Point-per-instance localization data =>
=== Section Start ===

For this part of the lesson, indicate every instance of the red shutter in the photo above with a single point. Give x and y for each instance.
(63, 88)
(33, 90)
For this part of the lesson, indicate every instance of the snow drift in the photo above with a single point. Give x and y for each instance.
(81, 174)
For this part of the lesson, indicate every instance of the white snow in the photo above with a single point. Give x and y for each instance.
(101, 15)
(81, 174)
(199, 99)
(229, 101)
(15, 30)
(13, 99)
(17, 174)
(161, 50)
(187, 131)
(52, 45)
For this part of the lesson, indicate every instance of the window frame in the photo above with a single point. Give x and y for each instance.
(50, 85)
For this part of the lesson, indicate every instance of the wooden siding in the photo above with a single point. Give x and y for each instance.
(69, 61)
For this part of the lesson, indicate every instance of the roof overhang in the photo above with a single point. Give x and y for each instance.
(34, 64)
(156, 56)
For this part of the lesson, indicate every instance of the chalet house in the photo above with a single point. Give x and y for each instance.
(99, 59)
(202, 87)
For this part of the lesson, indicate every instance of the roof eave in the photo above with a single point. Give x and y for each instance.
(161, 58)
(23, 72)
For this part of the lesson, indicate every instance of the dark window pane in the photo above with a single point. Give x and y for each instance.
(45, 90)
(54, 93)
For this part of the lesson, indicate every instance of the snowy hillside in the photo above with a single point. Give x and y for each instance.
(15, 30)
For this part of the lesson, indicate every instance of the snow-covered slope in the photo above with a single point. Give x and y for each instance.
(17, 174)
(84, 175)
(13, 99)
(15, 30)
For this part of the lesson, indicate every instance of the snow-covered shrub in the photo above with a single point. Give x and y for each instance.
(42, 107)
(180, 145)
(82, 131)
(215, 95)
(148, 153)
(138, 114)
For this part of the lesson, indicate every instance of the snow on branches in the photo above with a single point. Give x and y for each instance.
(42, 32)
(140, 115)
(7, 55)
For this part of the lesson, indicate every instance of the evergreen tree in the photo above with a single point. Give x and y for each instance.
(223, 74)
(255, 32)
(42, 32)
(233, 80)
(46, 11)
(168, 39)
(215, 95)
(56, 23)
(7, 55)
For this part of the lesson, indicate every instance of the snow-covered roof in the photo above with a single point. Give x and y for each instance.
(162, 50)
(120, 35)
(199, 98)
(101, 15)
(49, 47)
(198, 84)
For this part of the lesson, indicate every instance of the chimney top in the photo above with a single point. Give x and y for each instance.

=== Section End ===

Instructions for the task =>
Each of the entries must be written out again exactly.

Response area =>
For this part of the lesson, indicate every instance of the red shutter in the photo above with a single point. Give x and y for each instance.
(63, 88)
(33, 90)
For this part of the lesson, indicate every instance of the snow drift in the photo above with a single point. Give x and y for each instance.
(81, 174)
For this part of the lesson, indicate every instance of the white snow in the photo above with a single point. Give x and y for each instance.
(101, 15)
(81, 174)
(199, 99)
(229, 101)
(15, 30)
(13, 99)
(17, 174)
(161, 50)
(187, 131)
(52, 45)
For this part of the lesson, indicate every instance of the window frame in the photo above with a single point. Give x and y for each instance.
(50, 85)
For this part of the lesson, indicate every instance of the wooden siding in the photo above with a single point. Give x and y for each instance.
(69, 61)
For this part of the lesson, indicate every instance of the roof overhang in the photo above with a single point. Give x and y for each instance.
(34, 64)
(156, 56)
For this part of the lesson, indicate every instance of the chalet house in the photo above with a single point. Give x and y for each instance.
(99, 59)
(202, 87)
For this part of the lesson, indicate every instance of the roof eave in the photo above with a single point. Give x and y for each instance.
(161, 58)
(23, 72)
For this part of the lesson, indicate every instance of the dark window pane in the photo above with a single point. Give x and y for each instance.
(45, 90)
(54, 93)
For this part of the lesson, indicate every instance of the snowy hillside in the photo above with a single point. Give x and y for each instance.
(15, 30)
For this part of the lesson, indicate every instance of the snow-covered slope in the photo above with a single point. Give x and y for each instance.
(17, 174)
(84, 175)
(13, 99)
(15, 30)
For this part of the lesson, indicate every instance of the snow-covered shrub in the photo above with a single point. Give x and y for each instance.
(42, 107)
(180, 145)
(82, 131)
(215, 95)
(148, 153)
(138, 114)
For this part of the lesson, indicate every instance of the snow on branches in the photo above with a single point. Give x and y for each instance.
(42, 32)
(140, 115)
(7, 55)
For this part of the lesson, indicate every instance of the evergreen tree in the photo above with a single point. Give x and y for each instance.
(223, 74)
(255, 32)
(42, 32)
(233, 80)
(46, 11)
(168, 39)
(215, 95)
(56, 23)
(7, 55)
For this part of the lesson, indicate every instance of the snow-covered roof in the photo above with a single point. Give x and y for each instance.
(162, 50)
(120, 35)
(199, 98)
(101, 15)
(49, 47)
(198, 84)
For this part of the lesson, indicate every instance of the chimney top in the photo above with a single point. Give x and y for each instance.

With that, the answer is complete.